Writing for Beginners (27)

After the event.

There’s an old gag about a driver who stops to ask an old man for directions. After a few moments of careful thought, the old man says: ‘Well, first off, I wouldn’t start from here … ’
 
Joking apart, the same thought can be applied to writing: effectively, are we starting from the appropriate point in our story, or approaching from the right angle? There's always another way of looking at a scene, and the one you first think of might not be the best. This applies whether we’re at the start of the story or beginning a fresh chapter or scene, say, in a novel.
 
As an example, I once had in mind a particular opening scene. It hinged on a murder, where the victim had heavy chains tied to his feet and was lowered into an indoor swimming pool to die. It was a fairly dark scene and I’m still not sure where it sprang from, only that, once in the story-grinder, it had to come out.
 
To gain a feel for the atmosphere, I visited our local swimming pool when it was quiet, to get a sense of a deserted poolside (the murder was committed at night). I also wanted to capture the floor texture, smells, damp air, sounds, echoes and so forth. Okay, I stopped short of actually hurling myself into the pool with a hundredweight of ships’ bling round my ankles, but there are limits to the lengths of my research.
 
It was while writing up my notes that I had a thought: what if, instead of beginning with the scene of the murder, which was by its nature fairly brutal, I went for another angle? After all, describing violence might be attention-grabbing, but where did it leave me afterwards? And did it help the story?
 
The result was, I scrapped my original scene and opened with a scene later that day. This time, with the central character – an amateur sleuth – looking down at the dead man standing on the bottom of the pool, his body moving gently in the water. Nearby floated a curled strip of soggy cardboard.
 
Effectively, this after-the-event opening allowed me to skip the violence (which didn’t really advance the story) and stopped me revealing too much detail about the – pardon the pun – execution. That was, after all, what I wanted my sleuth to find out, since that’s what sleuths are for.

* _Dataset content_
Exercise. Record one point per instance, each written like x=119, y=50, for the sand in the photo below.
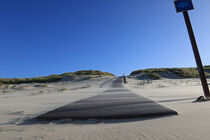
x=19, y=104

* _Exercise directions_
From the piece on choosing where to open a story, pull out the passage starting with "The result was, I" and going on through "sleuths are for.", word for word.

* _Exercise solution_
The result was, I scrapped my original scene and opened with a scene later that day. This time, with the central character – an amateur sleuth – looking down at the dead man standing on the bottom of the pool, his body moving gently in the water. Nearby floated a curled strip of soggy cardboard.
 
Effectively, this after-the-event opening allowed me to skip the violence (which didn’t really advance the story) and stopped me revealing too much detail about the – pardon the pun – execution. That was, after all, what I wanted my sleuth to find out, since that’s what sleuths are for.